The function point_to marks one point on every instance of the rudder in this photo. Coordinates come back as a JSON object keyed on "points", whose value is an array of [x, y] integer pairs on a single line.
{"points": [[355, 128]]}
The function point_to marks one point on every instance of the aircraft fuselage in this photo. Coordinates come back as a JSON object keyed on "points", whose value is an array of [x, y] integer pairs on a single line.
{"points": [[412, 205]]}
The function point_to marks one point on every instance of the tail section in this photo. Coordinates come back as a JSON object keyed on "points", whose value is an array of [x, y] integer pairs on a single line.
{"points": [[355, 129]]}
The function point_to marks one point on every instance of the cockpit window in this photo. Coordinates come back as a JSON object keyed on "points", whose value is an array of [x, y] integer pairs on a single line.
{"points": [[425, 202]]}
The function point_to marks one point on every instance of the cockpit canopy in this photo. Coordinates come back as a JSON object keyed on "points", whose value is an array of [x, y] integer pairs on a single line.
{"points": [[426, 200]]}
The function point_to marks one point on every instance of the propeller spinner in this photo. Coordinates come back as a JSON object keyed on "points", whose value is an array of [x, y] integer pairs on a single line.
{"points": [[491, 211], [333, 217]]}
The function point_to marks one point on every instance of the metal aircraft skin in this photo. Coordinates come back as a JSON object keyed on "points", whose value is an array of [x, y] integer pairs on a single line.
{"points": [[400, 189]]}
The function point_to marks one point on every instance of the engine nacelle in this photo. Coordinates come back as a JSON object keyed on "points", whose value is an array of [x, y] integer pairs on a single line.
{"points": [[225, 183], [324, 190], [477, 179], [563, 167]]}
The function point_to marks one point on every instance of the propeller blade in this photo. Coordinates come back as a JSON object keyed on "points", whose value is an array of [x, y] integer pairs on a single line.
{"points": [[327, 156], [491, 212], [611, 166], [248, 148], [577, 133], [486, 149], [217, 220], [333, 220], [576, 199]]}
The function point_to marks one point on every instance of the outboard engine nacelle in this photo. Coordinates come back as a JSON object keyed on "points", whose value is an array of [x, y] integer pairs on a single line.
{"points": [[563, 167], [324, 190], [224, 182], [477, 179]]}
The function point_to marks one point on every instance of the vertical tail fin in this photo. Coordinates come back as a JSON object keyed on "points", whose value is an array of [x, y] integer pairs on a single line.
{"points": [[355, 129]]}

+---+

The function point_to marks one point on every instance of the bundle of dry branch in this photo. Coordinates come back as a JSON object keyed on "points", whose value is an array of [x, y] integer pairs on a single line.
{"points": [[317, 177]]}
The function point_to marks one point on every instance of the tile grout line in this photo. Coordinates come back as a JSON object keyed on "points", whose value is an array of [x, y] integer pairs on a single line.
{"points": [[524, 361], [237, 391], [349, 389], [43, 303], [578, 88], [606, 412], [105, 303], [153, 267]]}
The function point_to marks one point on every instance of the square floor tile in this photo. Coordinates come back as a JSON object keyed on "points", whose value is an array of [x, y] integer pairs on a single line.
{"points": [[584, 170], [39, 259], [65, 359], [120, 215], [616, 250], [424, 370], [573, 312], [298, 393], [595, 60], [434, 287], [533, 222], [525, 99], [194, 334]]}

+---+

Task prompt
Copy every line of the material above that contains the string "propeller", treating uppercase and lowercase letters as different.

Solution
The function point_to marks one point on every instance of the propeller spinner in this photo. Coordinates come back as a JSON object keyed on "points", whose value is an array of [x, y] integer pairs on a single line.
The function point_to marks one point on every instance of the propeller blade in this photo. Coordinates come back as a JSON object keyed on "points", whose value is an array of [x, y] integer pairs on a single line.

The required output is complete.